> **Problem description**
Reproduce exactly, from the data that follows, the line with "2 zł, with integer pixel coordinates.", the line with "red tomato, with integer pixel coordinates.", and every line that lies between them.

> **Data shown**
┌──

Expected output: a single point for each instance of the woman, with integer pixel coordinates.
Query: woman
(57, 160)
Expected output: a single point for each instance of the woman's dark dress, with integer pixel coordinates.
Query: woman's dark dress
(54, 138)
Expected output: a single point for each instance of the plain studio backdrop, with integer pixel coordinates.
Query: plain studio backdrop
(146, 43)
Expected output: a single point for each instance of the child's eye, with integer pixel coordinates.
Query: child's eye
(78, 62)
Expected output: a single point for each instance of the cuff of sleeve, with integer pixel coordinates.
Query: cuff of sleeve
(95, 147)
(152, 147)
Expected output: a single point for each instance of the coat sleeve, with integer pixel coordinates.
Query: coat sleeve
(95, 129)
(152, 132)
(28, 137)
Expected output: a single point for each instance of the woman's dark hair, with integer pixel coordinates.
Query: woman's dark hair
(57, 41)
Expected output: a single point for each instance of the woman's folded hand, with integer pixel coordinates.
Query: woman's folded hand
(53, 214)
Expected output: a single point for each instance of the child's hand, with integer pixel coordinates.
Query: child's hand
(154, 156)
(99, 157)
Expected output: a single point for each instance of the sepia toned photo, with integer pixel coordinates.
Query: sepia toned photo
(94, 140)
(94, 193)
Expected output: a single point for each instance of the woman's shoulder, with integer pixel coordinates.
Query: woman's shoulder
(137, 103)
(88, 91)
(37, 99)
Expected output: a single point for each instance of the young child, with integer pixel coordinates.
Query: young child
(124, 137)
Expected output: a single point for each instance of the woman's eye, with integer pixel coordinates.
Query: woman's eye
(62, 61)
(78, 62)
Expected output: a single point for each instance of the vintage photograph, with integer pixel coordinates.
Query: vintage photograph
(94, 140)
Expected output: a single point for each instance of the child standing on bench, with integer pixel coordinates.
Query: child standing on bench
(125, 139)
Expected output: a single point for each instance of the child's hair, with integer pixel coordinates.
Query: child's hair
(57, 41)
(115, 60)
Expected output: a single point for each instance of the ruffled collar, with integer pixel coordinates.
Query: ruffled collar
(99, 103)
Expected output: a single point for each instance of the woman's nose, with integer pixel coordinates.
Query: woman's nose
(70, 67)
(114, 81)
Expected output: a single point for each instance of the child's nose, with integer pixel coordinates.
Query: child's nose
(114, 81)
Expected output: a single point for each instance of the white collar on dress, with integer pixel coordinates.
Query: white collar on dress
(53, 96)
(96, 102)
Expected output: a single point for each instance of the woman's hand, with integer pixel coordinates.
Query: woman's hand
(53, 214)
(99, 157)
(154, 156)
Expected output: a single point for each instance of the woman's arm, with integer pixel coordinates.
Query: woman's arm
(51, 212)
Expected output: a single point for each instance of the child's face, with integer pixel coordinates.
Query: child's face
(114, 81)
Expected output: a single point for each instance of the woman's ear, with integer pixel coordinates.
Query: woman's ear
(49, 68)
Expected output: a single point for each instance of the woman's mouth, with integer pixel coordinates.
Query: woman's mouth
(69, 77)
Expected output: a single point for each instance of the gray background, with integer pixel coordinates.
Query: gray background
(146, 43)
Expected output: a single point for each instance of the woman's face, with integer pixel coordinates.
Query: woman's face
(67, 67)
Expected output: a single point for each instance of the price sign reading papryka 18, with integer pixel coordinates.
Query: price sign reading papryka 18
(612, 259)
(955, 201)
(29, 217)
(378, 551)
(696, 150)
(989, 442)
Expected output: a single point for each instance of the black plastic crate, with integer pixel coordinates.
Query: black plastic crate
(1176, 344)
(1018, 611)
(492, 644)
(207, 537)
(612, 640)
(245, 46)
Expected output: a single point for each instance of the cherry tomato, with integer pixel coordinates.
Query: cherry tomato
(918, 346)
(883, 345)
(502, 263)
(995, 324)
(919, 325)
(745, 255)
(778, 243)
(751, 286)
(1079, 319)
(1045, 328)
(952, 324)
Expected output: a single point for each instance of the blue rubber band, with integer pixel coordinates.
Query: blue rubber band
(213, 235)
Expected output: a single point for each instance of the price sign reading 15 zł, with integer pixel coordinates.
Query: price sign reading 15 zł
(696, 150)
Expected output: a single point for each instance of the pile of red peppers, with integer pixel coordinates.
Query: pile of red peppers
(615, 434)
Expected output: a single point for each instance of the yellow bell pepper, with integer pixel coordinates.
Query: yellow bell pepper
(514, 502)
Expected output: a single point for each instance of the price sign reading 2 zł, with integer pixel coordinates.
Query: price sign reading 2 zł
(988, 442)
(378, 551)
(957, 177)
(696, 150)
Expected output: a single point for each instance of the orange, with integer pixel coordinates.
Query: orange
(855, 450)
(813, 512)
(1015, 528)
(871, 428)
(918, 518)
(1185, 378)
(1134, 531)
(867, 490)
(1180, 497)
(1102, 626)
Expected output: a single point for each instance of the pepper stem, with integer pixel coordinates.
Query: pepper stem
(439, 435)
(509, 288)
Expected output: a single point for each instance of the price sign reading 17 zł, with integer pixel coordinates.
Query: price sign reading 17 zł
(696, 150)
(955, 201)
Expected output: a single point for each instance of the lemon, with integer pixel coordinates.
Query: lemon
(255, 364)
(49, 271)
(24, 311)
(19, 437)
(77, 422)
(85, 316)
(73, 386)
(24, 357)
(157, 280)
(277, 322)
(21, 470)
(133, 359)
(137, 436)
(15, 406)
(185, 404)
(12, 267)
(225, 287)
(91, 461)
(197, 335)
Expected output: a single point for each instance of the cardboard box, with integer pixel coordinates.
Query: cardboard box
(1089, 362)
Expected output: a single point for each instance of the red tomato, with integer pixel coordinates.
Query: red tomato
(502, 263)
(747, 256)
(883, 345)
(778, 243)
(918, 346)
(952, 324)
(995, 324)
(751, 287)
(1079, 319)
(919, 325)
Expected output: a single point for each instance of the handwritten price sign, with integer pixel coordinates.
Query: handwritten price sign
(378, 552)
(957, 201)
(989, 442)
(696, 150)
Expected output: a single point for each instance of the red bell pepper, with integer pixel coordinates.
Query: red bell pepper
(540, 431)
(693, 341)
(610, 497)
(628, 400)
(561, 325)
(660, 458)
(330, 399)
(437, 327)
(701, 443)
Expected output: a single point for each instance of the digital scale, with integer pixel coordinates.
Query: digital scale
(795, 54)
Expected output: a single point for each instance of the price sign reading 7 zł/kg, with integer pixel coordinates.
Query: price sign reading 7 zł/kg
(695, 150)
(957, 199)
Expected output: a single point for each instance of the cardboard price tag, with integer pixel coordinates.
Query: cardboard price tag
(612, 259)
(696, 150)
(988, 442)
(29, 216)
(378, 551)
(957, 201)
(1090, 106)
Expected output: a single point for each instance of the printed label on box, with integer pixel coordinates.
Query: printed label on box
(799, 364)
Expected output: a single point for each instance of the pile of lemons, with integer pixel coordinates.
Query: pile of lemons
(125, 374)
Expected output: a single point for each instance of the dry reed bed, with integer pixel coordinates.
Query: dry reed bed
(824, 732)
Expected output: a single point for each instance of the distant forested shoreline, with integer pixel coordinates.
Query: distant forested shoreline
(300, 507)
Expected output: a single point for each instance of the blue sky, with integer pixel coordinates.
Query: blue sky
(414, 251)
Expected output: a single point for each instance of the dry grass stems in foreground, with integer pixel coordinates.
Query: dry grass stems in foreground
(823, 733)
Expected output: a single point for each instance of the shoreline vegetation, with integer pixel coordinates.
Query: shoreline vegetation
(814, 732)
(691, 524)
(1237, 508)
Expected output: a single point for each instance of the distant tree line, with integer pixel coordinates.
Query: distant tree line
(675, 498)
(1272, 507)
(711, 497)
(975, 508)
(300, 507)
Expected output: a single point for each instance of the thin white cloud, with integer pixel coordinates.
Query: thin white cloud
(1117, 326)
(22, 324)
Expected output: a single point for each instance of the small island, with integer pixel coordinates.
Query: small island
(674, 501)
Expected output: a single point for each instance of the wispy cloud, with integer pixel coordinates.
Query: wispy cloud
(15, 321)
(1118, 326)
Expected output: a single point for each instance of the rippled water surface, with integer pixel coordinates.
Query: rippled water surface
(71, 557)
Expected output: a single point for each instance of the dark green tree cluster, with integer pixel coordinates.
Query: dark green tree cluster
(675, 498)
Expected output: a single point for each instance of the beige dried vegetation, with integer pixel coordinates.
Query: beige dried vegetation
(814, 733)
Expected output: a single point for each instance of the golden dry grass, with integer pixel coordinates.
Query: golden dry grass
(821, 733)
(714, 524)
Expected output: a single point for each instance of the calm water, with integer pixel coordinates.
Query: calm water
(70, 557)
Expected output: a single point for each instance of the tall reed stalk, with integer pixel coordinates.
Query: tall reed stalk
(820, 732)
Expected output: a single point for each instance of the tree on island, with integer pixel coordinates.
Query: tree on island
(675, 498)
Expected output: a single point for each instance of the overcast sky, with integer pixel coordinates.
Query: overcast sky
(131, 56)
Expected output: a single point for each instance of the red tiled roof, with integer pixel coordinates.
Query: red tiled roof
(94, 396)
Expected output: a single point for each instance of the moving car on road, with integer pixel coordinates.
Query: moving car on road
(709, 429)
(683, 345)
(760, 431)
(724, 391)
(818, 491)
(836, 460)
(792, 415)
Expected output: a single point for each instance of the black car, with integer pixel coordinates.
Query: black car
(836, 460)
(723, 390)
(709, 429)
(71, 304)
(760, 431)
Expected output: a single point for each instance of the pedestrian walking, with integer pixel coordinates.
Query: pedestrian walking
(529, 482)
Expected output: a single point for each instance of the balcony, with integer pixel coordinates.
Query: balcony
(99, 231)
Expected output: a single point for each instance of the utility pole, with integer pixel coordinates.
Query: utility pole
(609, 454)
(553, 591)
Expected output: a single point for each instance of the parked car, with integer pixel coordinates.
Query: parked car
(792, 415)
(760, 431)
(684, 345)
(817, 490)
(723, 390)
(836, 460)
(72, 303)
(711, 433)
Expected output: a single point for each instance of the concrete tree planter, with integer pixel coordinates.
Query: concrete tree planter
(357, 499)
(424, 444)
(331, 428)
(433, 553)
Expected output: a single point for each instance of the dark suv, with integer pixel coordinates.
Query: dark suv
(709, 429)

└──

> **Exercise solution**
Expected output: a single point for each instance of the price sign reading 2 zł, with integer pixel coordinates.
Query: price sign reading 2 zł
(988, 442)
(378, 551)
(957, 177)
(696, 150)
Expected output: a single point for each instance of the orange, with integer pixel coordinates.
Query: orange
(855, 450)
(813, 512)
(1015, 528)
(871, 428)
(918, 518)
(1185, 378)
(1134, 531)
(867, 490)
(1180, 497)
(1102, 626)
Expected output: a single point for each instance of the pepper stem, with integer pixel coordinates.
Query: pepper stem
(439, 435)
(509, 288)
Expected output: a single point for each instance of the price sign reading 17 zł, with integer pixel coordinates.
Query: price sign reading 17 zł
(696, 150)
(955, 201)
Expected output: a single point for each instance of the lemon, with integer pixel coordinates.
Query: lemon
(255, 364)
(49, 271)
(24, 311)
(19, 437)
(77, 422)
(85, 316)
(73, 386)
(24, 357)
(157, 280)
(277, 322)
(21, 470)
(133, 359)
(137, 436)
(15, 406)
(185, 404)
(12, 267)
(225, 287)
(91, 461)
(197, 335)
Expected output: a single point for each instance of the cardboard box, with integer pixel coordinates.
Query: cardboard box
(1089, 362)
Expected output: a single point for each instance of the red tomato, with integer pixel coordinates.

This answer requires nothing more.